_DIRECTIONS_:
Set down the records below in full, exactly as they read.

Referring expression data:
****

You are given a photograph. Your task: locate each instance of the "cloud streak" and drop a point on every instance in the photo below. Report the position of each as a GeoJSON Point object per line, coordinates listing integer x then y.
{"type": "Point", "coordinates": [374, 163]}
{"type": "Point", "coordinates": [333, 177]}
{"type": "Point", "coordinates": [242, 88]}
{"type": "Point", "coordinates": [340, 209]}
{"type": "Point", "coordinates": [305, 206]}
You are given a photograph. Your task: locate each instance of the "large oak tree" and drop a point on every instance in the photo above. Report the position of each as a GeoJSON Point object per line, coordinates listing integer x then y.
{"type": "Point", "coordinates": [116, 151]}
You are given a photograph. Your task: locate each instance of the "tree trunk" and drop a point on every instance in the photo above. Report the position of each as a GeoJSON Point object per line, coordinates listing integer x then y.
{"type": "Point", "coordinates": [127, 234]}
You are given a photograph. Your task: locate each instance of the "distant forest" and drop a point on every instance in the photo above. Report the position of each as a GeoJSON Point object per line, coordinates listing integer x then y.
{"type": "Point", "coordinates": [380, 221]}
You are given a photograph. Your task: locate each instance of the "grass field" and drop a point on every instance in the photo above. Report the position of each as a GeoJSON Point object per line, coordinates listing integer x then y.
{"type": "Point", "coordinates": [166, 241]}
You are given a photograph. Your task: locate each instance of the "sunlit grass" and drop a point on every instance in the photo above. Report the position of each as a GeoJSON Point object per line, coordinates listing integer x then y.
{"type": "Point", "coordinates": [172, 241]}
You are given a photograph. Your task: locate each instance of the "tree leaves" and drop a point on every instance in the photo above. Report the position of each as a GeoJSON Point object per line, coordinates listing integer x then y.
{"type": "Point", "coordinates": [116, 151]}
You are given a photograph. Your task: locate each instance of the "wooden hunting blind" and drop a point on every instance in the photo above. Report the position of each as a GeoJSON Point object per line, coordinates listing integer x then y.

****

_TASK OUTPUT_:
You are given a photograph. Your task: locate each instance of the "cloud streak" and drop a point on every instance in the photo below. Report the position of each as a GeoJSON Point object per line, coordinates listing integer x then y.
{"type": "Point", "coordinates": [374, 163]}
{"type": "Point", "coordinates": [333, 177]}
{"type": "Point", "coordinates": [242, 88]}
{"type": "Point", "coordinates": [340, 209]}
{"type": "Point", "coordinates": [305, 206]}
You are given a photograph. Your task: locate each instance of the "large oak tree" and drop a point on every instance in the photo above. Report the position of each as a GeoJSON Point object per line, coordinates listing integer x then y.
{"type": "Point", "coordinates": [116, 151]}
You are given a photograph. Your task: locate each instance of the "tree trunk" and drop a point on every instance in the photo above. Report the position of each as a GeoJSON Point object per line, coordinates listing integer x then y.
{"type": "Point", "coordinates": [127, 234]}
You are given a photograph. Your task: locate each instance of the "distant forest" and drop a point on every instance in the photo above. Report the position of each as a GeoJSON Point object per line, coordinates listing integer x then y.
{"type": "Point", "coordinates": [380, 221]}
You are given a photograph. Your task: locate each instance of the "grass field" and drop a point on every instance in the photo above. Report the position of each as a GeoJSON Point object per line, coordinates listing integer x then y.
{"type": "Point", "coordinates": [166, 241]}
You are given a photograph. Your task: locate each instance of the "sunlit grass" and drop a point on every instance in the photo above. Report the position of each as a GeoJSON Point object per line, coordinates listing integer x then y.
{"type": "Point", "coordinates": [172, 241]}
You are given a photograph. Your task: locate each instance of the "tree leaves" and drop a point on every instance in the photo above. Report the position of each as a GeoJSON Point object per line, coordinates listing integer x then y.
{"type": "Point", "coordinates": [116, 151]}
You are given a photograph. Your task: locate each instance of the "wooden hunting blind" and drop a point on every instance in the photo above. Report the position of each as a GeoJSON Point object per line, coordinates listing integer x then y.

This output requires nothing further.